[Text excerpt]
In figure 2, we show how the subdivisions’ audio features relate to the individual audio feature's grand mean. While these values are small in terms of musically perceivable differences (see §2.2) they serve as useful indicators of underlying trends. We found that the morning was characterized by an increase in loudness, valence and energy, yet with a decrease in tempo as compared to the grand mean of all audio features. In the afternoon, tempo increased markedly, with beat strength and danceability reaching average values. The highest tempo was found in the evening, together with peaks in beat strength and danceability. In the night both loudness and tempo fell to their lowest values. The late night/early morning exhibited a similar distribution, but with an increase in energy and valence as compared to the night.

Figure 2.

Figure 2.

Audio feature values per subdivision. Here the cluster centroid values of the normalized audio features are shown, in relation to the grand average of the particular audio feature across the week. Red indicates a relative increase, and blue indicates a relative decrease. Note that loudness, tempo and dynamics have differing scales.

Interestingly, the transition to the weekend did not impact the order of the subdivisions. During the weekends the evening subdivision increased in length, covering portions of the day that would normally be in the night subdivision (figure 1a). When considering the audio features for the evening, we saw a relative increase in tempo, beat strength, danceability and bounciness, pointing towards the evening containing tracks associated with dancing and partying. In response to the increase in length of the evening, the night subdivision had a later onset and shorter duration on Friday and Saturday night (03.00 and 04.00, respectively, compared to a weekday onset of 23.00). The late night/early morning subdivision also exhibited a slight shift in onset (05.00 on both Saturday and Sunday, compared to 04.00 on weekdays). The remaining subdivision exhibited highly similar onset points throughout the day.

Our results indicate that musical preferences, as defined by audio features, change cyclically and predictably throughout the day. As such, our study provides a conceptual replication of previous studies on music consumption finding general diurnal patterns using different, yet related, outcome measures [17,32].

2.2. Musically meaningful differences

While the subdivisions we identified were clearly quantitatively definable by the normalized audio feature values, it should be noted that the absolute audio feature values only exhibit perceptually small changes. For instance, the mean tempo lies in the range of 122.3–122.8 BPM for all subdivisions. Musically speaking, those are non-discernible differences. This indicates that people, in general, listen to a wide variety of music, as evident by the small changes in mean audio feature values between subdivisions and uniformly large standard deviations (for an overview see electronic supplementary material, table S1 and figure S2). Yet, on a population level, the difference in audio feature distributions changes enough for our data-driven approach to identify distinct subdivisions. This raises the question of whether the audio feature difference between the subdivisions is musically meaningful.

[Dataset excerpt]

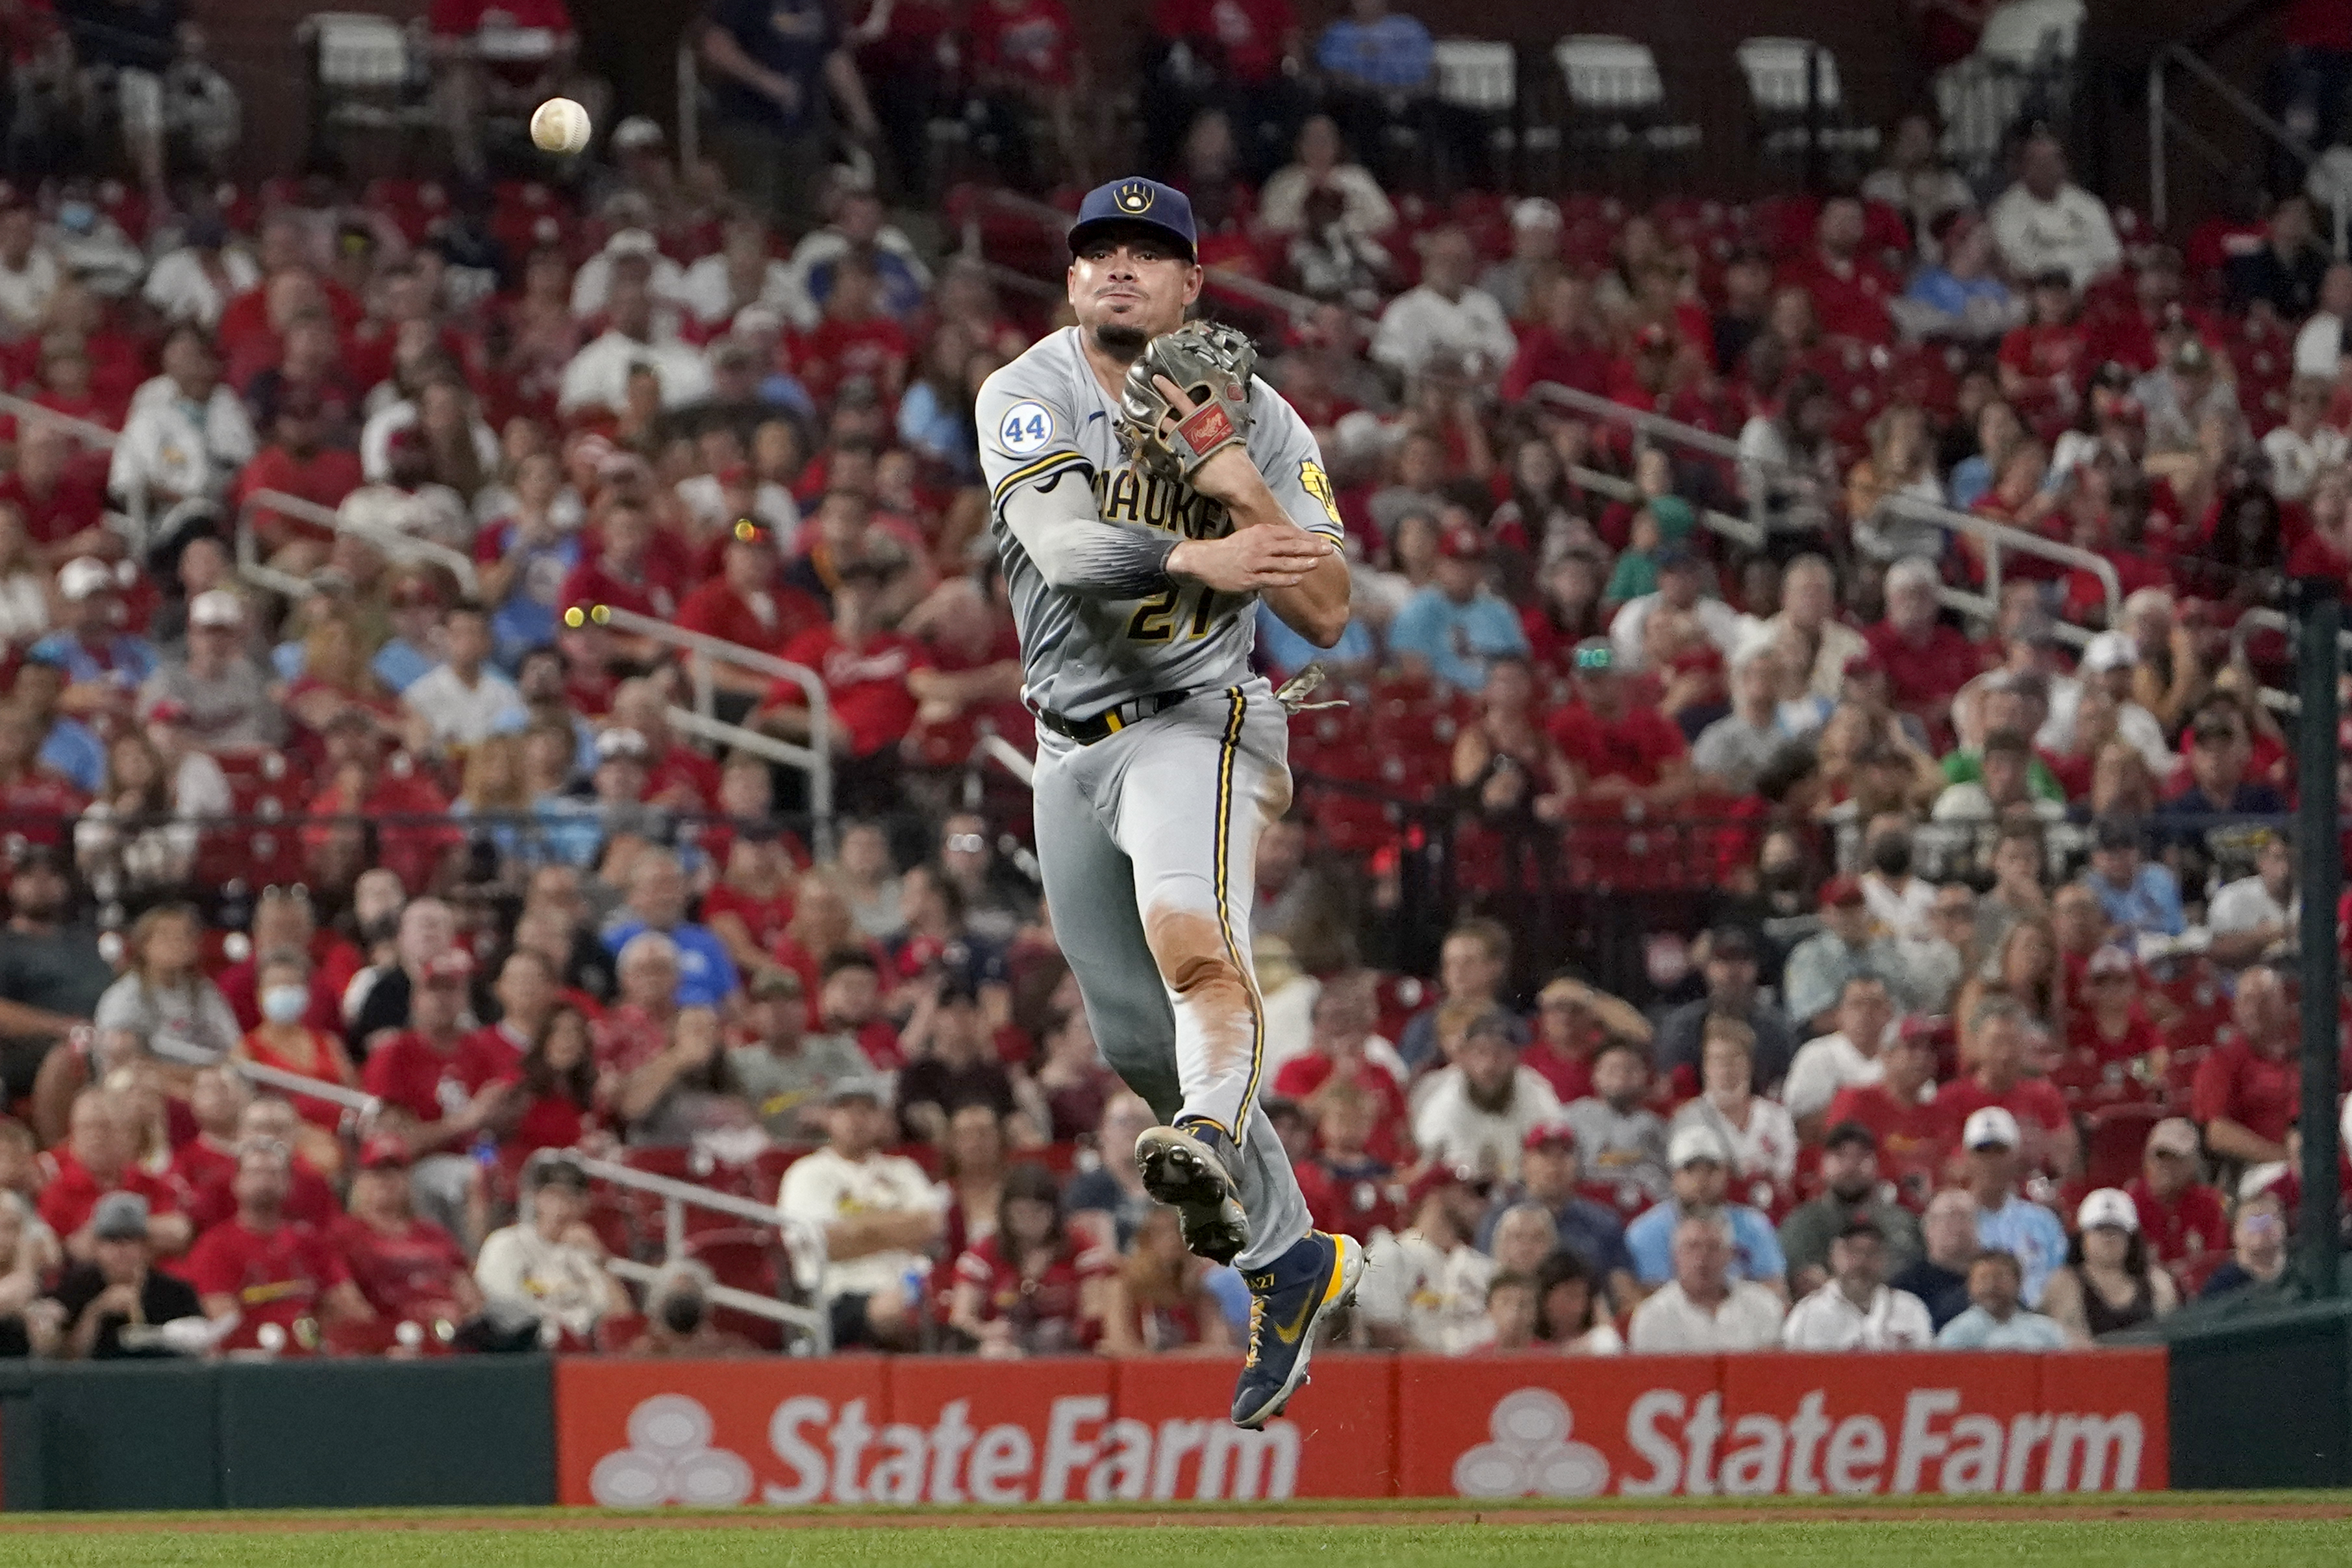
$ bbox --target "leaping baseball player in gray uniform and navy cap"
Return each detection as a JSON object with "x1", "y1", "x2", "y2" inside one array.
[{"x1": 976, "y1": 179, "x2": 1364, "y2": 1427}]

[List of tasks]
(A) In the excerpt on daily music listening, what range does the mean tempo fall in across all subdivisions?
(B) Transcribe the excerpt on daily music listening from "Audio feature values per" to "have differing scales.".
The lines have no part in what is asked here.

[Task-by-task answers]
(A) 122.3–122.8 BPM

(B)
Audio feature values per subdivision. Here the cluster centroid values of the normalized audio features are shown, in relation to the grand average of the particular audio feature across the week. Red indicates a relative increase, and blue indicates a relative decrease. Note that loudness, tempo and dynamics have differing scales.